Count the lines in the rows below that contain the string "short", where letter case matters. Reply with the number alone.
━━━ Provided records
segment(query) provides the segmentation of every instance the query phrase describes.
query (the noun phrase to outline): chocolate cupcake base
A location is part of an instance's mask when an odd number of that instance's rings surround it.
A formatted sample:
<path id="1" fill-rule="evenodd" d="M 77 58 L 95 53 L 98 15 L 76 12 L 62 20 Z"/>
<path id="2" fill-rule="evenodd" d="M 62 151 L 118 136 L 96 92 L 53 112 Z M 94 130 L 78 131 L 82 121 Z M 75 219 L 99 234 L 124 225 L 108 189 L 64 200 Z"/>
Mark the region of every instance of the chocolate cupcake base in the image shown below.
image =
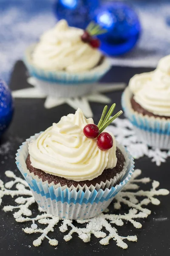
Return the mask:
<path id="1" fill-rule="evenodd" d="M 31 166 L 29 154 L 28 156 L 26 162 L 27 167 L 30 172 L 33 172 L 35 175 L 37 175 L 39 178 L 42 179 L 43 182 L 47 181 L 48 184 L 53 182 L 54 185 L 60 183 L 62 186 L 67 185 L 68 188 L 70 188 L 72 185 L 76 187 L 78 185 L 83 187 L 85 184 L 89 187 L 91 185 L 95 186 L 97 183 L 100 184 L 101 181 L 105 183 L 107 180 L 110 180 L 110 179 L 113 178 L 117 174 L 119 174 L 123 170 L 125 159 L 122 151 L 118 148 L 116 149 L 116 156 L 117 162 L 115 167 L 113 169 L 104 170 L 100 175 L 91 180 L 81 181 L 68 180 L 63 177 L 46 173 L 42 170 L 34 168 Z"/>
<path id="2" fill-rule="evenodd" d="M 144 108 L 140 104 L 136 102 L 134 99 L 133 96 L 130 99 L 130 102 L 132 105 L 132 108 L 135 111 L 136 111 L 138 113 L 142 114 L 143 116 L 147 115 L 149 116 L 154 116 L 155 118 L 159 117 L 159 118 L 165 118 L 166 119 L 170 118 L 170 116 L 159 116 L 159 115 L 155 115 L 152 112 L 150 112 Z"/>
━━━━━━
━━━ Provided records
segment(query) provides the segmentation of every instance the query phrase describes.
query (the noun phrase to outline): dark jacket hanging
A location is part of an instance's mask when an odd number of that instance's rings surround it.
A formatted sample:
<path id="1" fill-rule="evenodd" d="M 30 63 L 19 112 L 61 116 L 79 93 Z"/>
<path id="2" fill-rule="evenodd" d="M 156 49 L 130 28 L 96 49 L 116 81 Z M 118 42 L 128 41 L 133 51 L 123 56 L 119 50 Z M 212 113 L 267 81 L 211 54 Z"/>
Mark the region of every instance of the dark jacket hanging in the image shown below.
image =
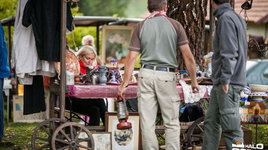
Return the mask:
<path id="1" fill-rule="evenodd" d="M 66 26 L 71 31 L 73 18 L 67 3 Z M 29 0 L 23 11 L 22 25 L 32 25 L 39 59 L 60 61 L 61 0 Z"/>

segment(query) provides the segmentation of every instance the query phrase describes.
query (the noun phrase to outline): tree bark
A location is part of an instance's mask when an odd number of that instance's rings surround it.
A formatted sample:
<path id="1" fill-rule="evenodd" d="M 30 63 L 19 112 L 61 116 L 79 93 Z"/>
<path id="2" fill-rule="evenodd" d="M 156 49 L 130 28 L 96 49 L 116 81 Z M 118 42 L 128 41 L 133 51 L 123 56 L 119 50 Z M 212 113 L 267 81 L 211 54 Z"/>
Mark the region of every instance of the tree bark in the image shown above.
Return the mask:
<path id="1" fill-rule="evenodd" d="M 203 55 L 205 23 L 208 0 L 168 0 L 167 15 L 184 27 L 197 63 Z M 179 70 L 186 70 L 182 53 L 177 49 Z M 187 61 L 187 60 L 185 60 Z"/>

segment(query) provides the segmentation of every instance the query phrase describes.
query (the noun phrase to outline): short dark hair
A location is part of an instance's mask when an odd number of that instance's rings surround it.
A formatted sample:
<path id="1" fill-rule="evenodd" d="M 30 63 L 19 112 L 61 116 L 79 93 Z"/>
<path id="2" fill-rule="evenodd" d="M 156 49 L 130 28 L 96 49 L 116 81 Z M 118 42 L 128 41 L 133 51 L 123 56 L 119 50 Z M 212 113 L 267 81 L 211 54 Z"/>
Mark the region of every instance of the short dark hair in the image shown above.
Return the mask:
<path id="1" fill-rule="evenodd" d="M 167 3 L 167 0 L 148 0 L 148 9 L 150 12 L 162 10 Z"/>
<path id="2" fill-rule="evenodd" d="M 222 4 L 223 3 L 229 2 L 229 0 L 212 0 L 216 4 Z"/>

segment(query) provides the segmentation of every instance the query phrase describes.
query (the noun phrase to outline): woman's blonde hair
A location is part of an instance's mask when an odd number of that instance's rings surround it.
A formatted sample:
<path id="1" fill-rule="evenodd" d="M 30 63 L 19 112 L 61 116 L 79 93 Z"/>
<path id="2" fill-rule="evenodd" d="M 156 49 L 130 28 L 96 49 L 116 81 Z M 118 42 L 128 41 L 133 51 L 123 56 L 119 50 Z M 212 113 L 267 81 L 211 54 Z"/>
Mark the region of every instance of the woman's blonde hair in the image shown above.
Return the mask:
━━━━━━
> Response to this task:
2